Exercise goal: Show every line of the listing below that contains the word "dark", copied unchanged.

Record list:
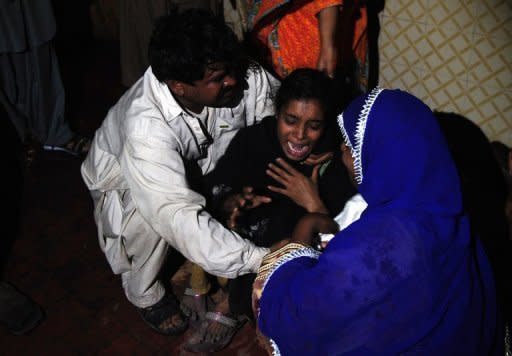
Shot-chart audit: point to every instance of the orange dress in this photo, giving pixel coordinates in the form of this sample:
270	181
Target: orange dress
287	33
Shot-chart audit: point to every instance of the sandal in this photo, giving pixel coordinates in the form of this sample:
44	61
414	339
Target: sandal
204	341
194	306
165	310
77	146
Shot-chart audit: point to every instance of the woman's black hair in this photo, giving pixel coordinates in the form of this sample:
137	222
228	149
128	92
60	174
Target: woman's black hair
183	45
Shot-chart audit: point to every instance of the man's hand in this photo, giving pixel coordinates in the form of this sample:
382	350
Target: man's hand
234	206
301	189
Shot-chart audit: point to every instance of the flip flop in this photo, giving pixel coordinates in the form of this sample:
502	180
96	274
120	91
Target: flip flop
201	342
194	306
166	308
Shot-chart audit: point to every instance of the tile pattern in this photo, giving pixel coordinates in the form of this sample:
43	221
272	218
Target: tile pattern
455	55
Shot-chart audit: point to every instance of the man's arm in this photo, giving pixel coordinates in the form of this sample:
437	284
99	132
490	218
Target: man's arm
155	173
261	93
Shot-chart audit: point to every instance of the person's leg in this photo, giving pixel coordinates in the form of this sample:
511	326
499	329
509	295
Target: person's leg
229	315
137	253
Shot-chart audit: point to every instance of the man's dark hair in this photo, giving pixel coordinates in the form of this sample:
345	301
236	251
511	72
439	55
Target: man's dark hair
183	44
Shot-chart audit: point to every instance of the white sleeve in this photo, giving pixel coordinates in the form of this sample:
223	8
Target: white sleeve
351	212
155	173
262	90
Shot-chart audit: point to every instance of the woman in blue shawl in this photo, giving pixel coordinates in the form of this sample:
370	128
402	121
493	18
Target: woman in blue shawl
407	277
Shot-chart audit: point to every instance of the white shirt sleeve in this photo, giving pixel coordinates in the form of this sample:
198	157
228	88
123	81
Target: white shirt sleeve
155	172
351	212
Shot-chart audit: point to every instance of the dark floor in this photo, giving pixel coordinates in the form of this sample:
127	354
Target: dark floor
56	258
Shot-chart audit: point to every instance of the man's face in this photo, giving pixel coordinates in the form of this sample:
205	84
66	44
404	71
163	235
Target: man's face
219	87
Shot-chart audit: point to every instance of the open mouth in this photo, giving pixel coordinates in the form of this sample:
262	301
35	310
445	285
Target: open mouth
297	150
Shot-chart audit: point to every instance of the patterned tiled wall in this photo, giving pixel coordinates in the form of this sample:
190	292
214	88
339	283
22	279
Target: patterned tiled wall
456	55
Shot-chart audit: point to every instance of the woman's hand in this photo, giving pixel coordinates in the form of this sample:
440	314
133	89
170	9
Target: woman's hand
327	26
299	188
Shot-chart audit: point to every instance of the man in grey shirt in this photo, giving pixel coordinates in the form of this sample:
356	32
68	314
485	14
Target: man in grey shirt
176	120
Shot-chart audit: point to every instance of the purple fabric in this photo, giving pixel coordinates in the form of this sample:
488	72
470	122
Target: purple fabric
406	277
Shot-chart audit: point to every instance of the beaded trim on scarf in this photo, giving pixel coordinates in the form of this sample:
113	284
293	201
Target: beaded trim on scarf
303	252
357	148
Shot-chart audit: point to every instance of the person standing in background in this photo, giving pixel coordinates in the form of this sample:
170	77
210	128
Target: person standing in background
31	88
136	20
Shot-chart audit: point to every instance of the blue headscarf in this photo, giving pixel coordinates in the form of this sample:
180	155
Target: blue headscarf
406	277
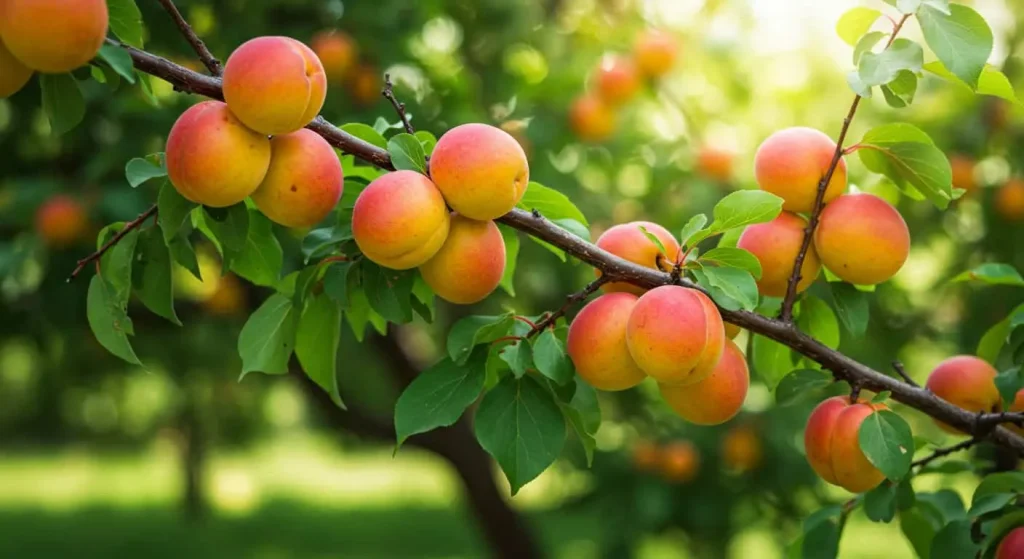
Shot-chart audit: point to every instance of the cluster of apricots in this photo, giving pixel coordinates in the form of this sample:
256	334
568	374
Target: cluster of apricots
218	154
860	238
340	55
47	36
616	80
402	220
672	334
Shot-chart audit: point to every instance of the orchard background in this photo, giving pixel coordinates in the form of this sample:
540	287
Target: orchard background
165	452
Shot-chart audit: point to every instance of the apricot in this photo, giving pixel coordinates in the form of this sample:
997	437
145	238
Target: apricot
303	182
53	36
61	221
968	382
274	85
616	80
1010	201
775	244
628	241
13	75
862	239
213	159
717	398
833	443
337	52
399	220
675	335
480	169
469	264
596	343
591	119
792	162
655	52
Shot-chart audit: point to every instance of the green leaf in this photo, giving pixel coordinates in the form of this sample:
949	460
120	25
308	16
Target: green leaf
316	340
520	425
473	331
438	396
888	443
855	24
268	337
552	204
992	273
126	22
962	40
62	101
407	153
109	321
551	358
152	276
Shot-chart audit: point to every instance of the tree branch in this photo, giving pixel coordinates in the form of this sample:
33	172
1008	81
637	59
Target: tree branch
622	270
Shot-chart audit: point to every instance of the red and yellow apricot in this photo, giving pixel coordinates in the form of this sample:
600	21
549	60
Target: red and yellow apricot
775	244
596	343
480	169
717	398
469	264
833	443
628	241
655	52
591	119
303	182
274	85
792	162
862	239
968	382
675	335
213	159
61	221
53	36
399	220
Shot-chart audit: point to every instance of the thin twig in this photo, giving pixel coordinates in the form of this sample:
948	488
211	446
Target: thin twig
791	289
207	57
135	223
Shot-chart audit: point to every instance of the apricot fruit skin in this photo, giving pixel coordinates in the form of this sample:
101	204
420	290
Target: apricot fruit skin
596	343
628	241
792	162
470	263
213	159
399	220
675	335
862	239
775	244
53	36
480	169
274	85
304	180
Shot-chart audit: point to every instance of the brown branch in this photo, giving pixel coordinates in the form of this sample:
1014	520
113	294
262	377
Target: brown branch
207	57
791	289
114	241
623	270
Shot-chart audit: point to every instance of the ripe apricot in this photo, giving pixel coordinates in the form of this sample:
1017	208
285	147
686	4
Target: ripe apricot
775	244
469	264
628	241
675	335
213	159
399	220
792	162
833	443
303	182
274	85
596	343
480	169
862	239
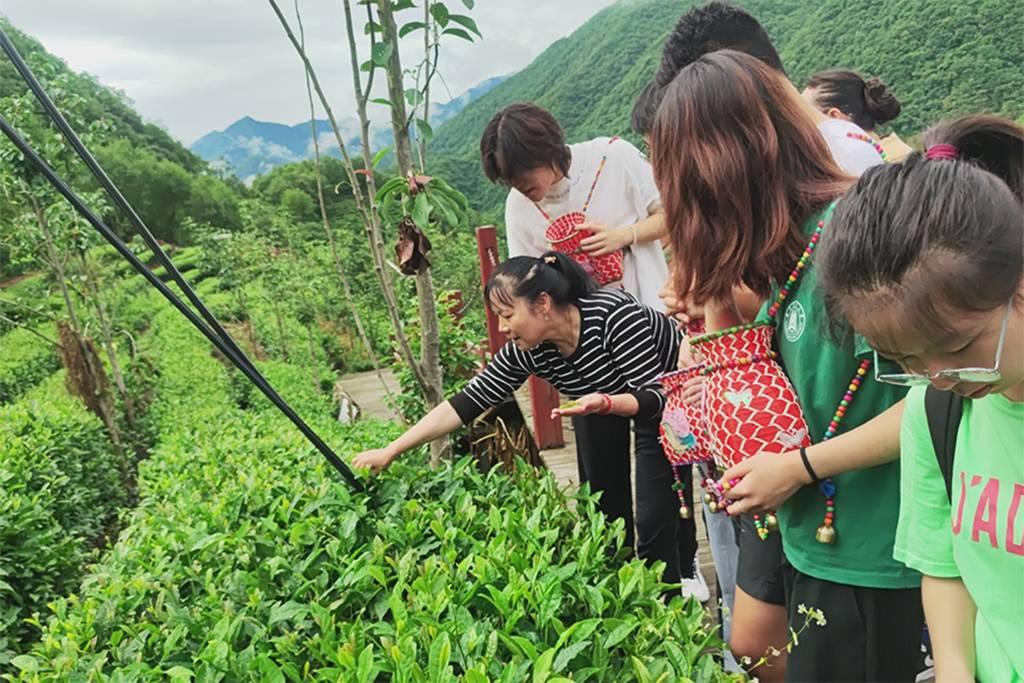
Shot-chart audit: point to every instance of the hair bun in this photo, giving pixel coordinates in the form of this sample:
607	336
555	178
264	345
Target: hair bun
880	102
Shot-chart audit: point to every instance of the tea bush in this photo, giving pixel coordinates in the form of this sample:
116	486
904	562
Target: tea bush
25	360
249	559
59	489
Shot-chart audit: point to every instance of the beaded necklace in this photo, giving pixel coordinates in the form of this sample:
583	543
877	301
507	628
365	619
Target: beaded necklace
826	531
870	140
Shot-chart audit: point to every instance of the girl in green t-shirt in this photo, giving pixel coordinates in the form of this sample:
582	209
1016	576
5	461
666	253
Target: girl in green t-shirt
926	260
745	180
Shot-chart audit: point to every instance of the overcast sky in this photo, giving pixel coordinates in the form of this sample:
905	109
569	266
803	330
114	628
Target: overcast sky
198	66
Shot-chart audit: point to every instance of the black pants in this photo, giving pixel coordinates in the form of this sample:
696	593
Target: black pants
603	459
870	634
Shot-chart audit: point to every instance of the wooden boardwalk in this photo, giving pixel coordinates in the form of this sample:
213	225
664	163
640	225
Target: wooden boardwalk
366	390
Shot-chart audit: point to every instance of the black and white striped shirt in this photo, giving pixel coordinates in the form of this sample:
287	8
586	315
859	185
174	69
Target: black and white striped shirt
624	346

--

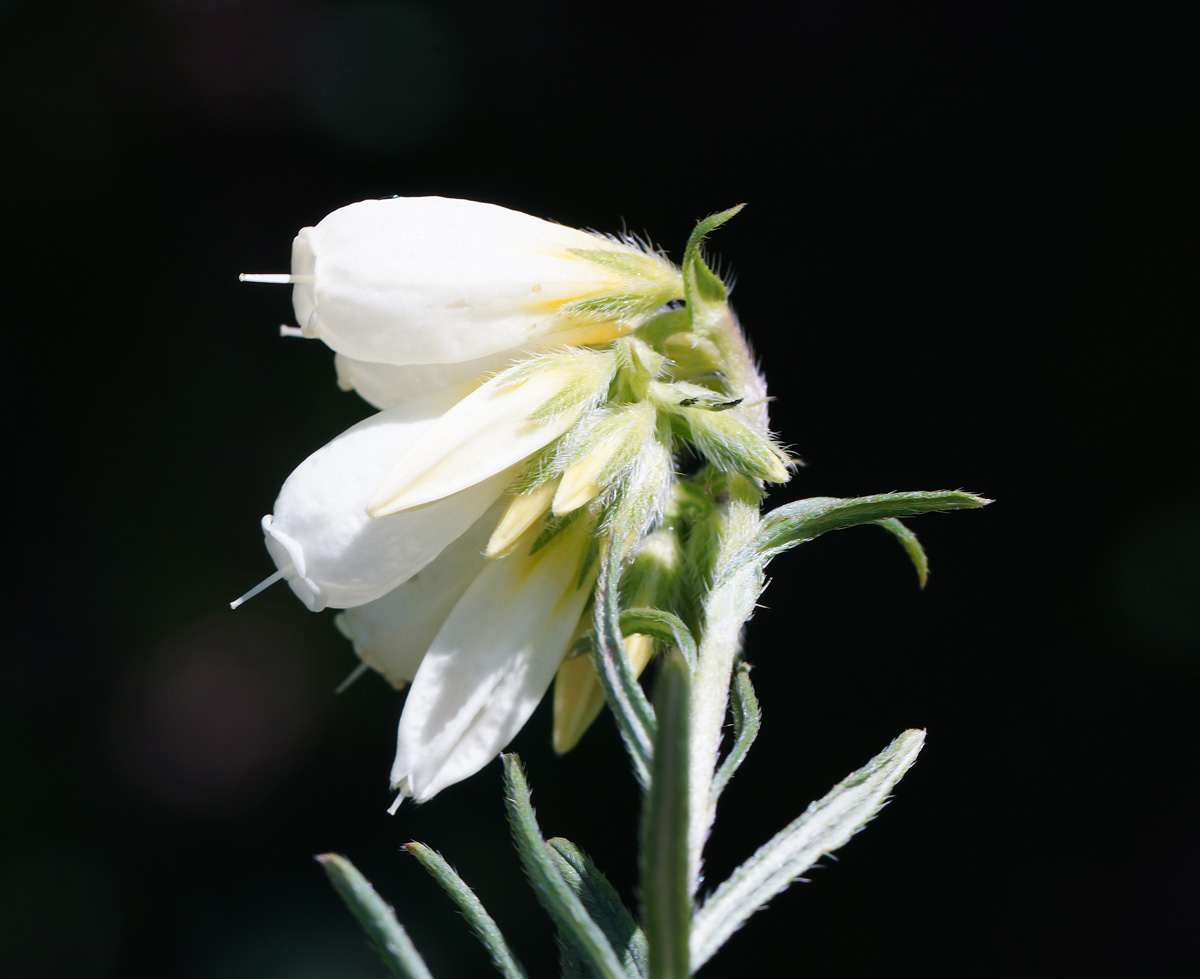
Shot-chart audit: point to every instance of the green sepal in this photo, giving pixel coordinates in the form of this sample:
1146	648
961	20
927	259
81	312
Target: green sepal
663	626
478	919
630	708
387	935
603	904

...

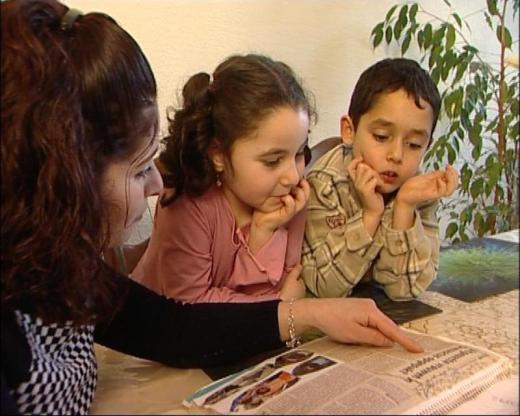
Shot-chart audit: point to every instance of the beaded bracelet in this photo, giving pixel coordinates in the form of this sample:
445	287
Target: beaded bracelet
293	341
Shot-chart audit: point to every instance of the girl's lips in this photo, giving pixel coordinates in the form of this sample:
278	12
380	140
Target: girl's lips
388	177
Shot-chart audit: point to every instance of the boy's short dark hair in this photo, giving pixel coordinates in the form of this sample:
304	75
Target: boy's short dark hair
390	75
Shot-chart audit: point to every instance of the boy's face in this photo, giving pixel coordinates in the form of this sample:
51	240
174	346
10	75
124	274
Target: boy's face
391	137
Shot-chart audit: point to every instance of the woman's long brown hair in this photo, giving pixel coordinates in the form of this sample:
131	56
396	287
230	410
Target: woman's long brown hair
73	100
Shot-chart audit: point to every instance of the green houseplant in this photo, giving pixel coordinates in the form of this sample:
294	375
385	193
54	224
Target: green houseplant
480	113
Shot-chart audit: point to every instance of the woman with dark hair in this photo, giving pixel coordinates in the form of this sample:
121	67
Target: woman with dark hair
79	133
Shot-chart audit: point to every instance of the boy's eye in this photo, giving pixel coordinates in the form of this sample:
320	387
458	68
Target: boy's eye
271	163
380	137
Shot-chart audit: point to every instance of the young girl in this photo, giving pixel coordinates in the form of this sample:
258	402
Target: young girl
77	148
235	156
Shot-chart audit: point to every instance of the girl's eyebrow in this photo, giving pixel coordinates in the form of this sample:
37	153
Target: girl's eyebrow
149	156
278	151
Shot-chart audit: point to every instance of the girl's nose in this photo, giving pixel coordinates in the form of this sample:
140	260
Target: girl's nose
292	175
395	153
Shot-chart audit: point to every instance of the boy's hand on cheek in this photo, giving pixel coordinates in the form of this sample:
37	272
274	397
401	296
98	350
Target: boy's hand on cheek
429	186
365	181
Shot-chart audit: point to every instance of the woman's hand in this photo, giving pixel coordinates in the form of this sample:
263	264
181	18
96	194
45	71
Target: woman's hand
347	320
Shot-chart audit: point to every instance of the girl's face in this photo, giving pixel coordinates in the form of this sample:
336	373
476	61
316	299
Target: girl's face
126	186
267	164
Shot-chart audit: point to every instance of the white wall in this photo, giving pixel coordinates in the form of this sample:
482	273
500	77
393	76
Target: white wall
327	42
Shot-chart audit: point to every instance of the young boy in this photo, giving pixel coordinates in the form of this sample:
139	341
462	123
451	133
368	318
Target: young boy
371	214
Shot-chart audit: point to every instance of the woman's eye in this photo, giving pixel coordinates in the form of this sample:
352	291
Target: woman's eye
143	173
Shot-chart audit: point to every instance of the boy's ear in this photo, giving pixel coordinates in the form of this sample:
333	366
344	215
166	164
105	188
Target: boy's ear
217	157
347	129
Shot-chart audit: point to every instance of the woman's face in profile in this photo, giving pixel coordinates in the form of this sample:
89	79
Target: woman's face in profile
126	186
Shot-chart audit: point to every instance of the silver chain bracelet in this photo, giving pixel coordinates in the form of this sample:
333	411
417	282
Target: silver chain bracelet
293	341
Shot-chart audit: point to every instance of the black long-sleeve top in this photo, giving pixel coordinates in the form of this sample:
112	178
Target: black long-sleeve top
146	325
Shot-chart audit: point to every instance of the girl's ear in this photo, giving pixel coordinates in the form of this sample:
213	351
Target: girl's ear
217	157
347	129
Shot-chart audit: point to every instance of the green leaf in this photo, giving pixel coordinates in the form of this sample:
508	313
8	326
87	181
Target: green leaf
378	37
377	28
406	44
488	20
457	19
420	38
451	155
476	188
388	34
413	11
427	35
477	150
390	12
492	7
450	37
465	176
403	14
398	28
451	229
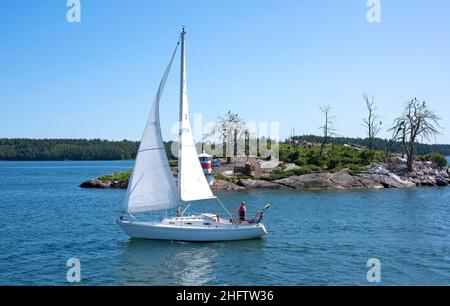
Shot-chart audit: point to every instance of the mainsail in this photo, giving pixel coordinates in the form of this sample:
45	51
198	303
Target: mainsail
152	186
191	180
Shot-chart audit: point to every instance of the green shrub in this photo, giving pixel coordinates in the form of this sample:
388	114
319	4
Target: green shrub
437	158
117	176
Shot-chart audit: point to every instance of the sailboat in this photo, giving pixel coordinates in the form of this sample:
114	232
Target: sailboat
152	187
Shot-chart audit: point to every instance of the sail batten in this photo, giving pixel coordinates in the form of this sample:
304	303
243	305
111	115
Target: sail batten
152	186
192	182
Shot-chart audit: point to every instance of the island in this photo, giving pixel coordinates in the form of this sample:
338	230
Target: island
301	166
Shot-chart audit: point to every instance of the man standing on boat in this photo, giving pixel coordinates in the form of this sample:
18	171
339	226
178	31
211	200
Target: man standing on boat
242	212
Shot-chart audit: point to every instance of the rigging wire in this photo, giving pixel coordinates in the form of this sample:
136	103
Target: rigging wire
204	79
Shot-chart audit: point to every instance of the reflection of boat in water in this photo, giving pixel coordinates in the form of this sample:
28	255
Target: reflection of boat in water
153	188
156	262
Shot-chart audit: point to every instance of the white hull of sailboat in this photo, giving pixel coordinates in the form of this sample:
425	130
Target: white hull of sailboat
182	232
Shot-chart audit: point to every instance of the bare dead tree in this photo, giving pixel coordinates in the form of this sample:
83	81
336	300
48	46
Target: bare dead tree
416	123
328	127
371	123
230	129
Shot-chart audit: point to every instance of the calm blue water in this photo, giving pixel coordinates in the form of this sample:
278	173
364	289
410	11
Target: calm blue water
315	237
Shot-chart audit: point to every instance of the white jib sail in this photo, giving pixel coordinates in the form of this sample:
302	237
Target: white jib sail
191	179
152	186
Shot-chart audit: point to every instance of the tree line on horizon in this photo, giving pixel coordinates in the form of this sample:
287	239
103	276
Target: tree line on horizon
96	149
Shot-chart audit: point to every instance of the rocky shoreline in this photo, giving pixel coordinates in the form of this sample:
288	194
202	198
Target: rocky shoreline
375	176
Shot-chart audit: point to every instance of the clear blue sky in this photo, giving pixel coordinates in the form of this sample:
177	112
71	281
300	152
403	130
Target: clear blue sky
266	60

Answer below:
Shot-chart audit: point to every instance of the man's dark hair in this photo, giving pixel coordinates in the form of this sample:
Target: man's dark hair
Shot-chart audit: point to every instance of the dark floor in this photo, giving pixel coordinates in the form of this sample:
Target: dark floor
Shot-chart audit: point to every instance of the boy's short dark hair in this photo, giving pixel coordinates in the form of this sample:
Target: boy's short dark hair
Shot-chart audit: point to every instance of the woman with dark hair in this photo, giving pixel coordinates in the form of this sample:
Target: woman with dark hair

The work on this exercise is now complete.